***** Trecho do documento

A escolha das palavras somada ao conjunto de símbolos que fazemos uso dizem tudo sobre nós. Envolve como vamos nos colocar, e é cada vez mais importante aprender a se colocar, discutindo inclusive tema delicados (e tabus), como política e religião. 

O estudo de Ana sobre a sensorialidade na comunicação mostra que os estímulos sensoriais têm dito muito mais que as narrativas, pois atravessam a gente sem pedir licença. Diferente das narrativas, que demandam elaboração do receptor para gerar entendimento, cores, sons e sabores comunicam automaticamente afetos positivos e negativos em nós, pois convocam memórias e sensações. A nossa percepção dos cheiros, por exemplo, nos atravessam quatro vezes mais rápido que a luz, podendo gerar uma série de emoções: conforto, segurança, irritabilidade, nojo… Também são muitos os estudos sobre o efeito das cores e dos sons no comportamento humano, na forma como modelamos nosso comportamento, sobretudo no campo da Publicidade. Ana alerta para um uso indevido desses elementos: “as pessoas são enganadas duplamente, pela veia sensorial e pelo discurso narrativo” que as induz ao consumo irrefletido. E ela também traz o benefício de resgatá-los em nossa comunicação de forma a recuperar nossos sentidos, por exemplo, o tato, que atualmente se tornou um vilão no contexto pandêmico. O quanto desacostumar nosso tato pode influenciar na nossa forma de estar em interação conosco, com o outro e com o mundo? Outro sentido que merece ser recuperado em sua graça, segundo a pesquisadora, é a audição, por meio da percepção de nossos humores diante da paisagem sonora que se apresenta. A tendência atual do ser humano de buscar se isolar dos ruídos externos, especialmente nas grandes cidades, nos fazem perder o contato com essa paisagem sonora.

Sobre o uso mercadológico da comunicação, Ana comenta que gostaria que as pessoas tivessem uma formação crítica, para recuperarem os próprios sentidos e poderem questionar o impulsos que as estão atravessando sobretudo no consumo. Ela comenta um exemplo de pesquisa chinesa sobre uso de aromatizante em ambientes de trabalhos com a finalidade de torná-los mais produtivos, sem refletir sobre a sustentabilidade psíquica, física e emocional das pessoas com o excesso de produtividade.

 “Comunicação humanizada é se colocar no mundo como humano”, afirma. Ela conta que se conecta conecta com o termo “comunicação humanizada” pela pele, pelo modo como nós, seres humanos, estamos no mundo como humanos e, como tal, precisamos de contato, proximidade, toque, estar junto. Desde bebê, desenvolvemos uma série de coisas em nosso organismo por conta do toque de quem ocupa o papel de mãe, principalmente.

A pele traz tema do acolhimento. A relação humana acontece também no corpo, no estar presente, e ter este ponto de contato (a pele) com o outro como possibilidade de estar aberto para ouvir e conversar. “Se você não percebe seus sentidos, você está se desumanizando, pois está perdendo o que só você tem”, Ana comenta sobre os desdobramentos da falta de sensibilidade na comunicação.

**********

■ **Aplique a leitura**
a - Responda, com base no texto sobre sensorialidade na comunicação:
(i) Qual sentido se tornou um vilão no contexto pandêmico?
(ii) Qual era o tema da pesquisa chinesa citada por Ana?
(iii) Como Ana define a comunicação humanizada?
b - Devolva o trecho do texto sobre sensorialidade na comunicação que começa em "A escolha das" e termina em "política e religião.", sem nenhuma alteração.

***** Dados disponíveis

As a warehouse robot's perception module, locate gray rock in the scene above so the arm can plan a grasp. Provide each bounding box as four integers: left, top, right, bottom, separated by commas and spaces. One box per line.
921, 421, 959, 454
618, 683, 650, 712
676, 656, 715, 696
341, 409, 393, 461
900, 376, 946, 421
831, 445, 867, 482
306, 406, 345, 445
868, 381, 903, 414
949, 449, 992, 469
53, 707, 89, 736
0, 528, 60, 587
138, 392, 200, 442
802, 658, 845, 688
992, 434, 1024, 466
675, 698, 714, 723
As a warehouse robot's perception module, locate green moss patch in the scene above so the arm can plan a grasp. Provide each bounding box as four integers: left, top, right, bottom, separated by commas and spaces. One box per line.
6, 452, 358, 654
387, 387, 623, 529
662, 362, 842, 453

**********

■ **Resultados das tarefas**
a -
(i) O tato.
(ii) O uso de aromatizante em ambientes de trabalho para torná-los mais produtivos.
(iii) Como "se colocar no mundo como humano".

b -
A escolha das palavras somada ao conjunto de símbolos que fazemos uso dizem tudo sobre nós. Envolve como vamos nos colocar, e é cada vez mais importante aprender a se colocar, discutindo inclusive tema delicados (e tabus), como política e religião.